[START OF SUPPLIED MATERIAL]

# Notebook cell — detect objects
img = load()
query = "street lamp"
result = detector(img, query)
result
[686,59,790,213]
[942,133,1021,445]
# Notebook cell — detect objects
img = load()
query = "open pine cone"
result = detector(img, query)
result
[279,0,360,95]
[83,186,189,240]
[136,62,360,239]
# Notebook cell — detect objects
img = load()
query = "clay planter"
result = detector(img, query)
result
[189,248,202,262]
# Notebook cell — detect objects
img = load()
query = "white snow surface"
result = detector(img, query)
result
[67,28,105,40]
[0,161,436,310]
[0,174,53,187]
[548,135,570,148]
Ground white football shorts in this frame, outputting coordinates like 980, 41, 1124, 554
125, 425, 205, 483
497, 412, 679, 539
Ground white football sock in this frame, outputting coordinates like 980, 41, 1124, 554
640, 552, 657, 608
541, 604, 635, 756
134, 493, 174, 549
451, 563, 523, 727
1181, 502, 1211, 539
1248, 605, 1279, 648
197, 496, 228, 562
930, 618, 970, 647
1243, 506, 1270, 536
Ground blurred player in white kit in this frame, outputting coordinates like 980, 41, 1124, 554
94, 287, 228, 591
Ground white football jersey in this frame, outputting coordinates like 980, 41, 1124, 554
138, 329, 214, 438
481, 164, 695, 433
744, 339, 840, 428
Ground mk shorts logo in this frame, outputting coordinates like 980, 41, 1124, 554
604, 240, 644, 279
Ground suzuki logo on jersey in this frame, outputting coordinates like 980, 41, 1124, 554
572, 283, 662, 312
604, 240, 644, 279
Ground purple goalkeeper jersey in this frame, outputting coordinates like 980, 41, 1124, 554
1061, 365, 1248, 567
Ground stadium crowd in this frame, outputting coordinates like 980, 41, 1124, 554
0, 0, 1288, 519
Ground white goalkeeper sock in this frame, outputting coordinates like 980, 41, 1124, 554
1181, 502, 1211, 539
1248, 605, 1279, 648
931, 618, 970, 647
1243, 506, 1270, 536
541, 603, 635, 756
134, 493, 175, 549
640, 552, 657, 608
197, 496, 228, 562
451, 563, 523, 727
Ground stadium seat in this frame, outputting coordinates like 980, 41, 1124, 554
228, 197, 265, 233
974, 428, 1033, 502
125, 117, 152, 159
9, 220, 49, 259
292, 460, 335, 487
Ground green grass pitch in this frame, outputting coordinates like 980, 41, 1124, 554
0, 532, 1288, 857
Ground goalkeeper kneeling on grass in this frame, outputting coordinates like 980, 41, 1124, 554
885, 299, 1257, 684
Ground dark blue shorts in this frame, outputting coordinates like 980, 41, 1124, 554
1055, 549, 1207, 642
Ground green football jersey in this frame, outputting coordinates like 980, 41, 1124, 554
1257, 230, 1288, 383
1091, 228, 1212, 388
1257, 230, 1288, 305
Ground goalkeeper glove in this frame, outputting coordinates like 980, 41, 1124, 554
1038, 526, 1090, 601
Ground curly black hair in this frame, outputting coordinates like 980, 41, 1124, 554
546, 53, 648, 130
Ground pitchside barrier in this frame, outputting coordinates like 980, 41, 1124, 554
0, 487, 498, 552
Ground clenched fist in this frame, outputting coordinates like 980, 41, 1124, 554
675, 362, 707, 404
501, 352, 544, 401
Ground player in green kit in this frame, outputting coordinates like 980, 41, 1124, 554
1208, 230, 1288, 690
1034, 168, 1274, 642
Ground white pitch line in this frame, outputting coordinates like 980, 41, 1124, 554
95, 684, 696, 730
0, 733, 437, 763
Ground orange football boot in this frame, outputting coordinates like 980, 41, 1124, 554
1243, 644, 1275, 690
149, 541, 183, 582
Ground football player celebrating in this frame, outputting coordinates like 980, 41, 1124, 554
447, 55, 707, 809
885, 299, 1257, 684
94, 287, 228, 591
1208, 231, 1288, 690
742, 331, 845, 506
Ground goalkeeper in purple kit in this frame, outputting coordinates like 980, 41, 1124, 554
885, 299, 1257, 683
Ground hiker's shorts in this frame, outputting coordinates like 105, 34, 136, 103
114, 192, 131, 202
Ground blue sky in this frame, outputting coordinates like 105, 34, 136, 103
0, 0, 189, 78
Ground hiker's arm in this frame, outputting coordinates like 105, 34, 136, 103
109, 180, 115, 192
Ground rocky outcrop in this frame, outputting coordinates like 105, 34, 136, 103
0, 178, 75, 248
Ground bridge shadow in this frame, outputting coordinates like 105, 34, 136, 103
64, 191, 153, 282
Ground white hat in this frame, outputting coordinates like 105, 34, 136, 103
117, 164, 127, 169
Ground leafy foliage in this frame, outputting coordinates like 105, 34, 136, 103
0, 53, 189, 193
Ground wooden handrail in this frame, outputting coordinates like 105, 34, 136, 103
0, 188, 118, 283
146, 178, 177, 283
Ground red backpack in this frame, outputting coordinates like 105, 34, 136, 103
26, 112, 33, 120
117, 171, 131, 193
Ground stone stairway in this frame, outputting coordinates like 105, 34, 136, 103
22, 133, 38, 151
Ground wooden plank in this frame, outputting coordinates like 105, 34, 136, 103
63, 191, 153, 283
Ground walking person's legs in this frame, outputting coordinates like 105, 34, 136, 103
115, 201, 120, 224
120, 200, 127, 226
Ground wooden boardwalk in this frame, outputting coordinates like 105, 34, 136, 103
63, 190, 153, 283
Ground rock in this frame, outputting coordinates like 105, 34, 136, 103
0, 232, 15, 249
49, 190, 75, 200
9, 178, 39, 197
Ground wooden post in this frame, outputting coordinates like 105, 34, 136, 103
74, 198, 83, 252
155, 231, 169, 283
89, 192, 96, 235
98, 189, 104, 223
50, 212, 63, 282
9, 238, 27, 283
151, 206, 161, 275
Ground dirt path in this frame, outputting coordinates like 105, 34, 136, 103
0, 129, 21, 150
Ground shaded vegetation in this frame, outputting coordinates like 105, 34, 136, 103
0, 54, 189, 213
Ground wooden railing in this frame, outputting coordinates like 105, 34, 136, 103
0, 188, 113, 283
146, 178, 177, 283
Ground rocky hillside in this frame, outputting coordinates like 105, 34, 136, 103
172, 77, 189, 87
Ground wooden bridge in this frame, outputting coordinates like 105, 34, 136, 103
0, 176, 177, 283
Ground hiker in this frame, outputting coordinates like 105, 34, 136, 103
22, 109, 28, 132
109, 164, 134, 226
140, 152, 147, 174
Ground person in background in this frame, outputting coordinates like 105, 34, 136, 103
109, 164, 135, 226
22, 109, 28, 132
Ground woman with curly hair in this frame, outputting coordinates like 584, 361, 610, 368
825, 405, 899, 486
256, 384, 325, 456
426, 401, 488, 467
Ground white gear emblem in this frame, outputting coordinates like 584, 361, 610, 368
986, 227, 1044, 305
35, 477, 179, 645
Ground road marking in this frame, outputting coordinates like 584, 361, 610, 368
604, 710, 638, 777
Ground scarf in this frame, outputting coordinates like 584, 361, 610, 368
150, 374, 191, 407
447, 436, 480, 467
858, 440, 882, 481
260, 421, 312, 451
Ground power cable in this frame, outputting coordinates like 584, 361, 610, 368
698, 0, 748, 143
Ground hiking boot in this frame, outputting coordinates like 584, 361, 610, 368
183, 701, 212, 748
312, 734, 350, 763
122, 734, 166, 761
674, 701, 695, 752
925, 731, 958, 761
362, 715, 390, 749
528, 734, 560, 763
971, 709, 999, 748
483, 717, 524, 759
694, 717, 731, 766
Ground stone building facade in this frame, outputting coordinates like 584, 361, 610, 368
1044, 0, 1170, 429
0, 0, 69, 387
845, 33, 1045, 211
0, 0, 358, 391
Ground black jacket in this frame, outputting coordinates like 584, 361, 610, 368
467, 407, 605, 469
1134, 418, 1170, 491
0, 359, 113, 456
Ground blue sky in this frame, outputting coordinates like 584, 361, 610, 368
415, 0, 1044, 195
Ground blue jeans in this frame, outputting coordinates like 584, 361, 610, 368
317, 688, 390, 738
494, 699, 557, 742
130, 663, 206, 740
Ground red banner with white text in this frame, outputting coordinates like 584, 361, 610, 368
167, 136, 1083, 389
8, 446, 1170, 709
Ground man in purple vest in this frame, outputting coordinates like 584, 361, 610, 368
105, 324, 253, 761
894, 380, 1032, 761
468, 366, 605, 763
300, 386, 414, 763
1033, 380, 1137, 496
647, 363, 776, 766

[END OF SUPPLIED MATERIAL]

**TASK GOAL**
Put the lines from the one with "Ground power cable" up to and including the one with "0, 359, 113, 456" into a two-column CSV with the columns request and boxes, one row per request. Quote every field and replace line breaks inside a field with spaces.

**FINISHED TASK**
request,boxes
"Ground power cable in this frame, outputting coordinates like 584, 361, 610, 368","698, 0, 748, 143"
"Ground hiking boot in this frame, outputting coordinates like 584, 361, 610, 368","183, 701, 212, 748 312, 734, 350, 763 122, 734, 166, 761 674, 701, 695, 752 925, 731, 958, 761 362, 715, 390, 749 528, 734, 560, 763 971, 709, 999, 748 483, 717, 524, 759 694, 717, 731, 766"
"Ground stone building facade in this frame, outputting coordinates like 584, 361, 610, 368","1044, 0, 1170, 429 0, 0, 69, 387 845, 33, 1045, 211 0, 0, 358, 391"
"Ground black jacket in this frame, outputting coordinates like 584, 361, 610, 368","467, 407, 605, 469 1134, 418, 1170, 491 0, 359, 113, 456"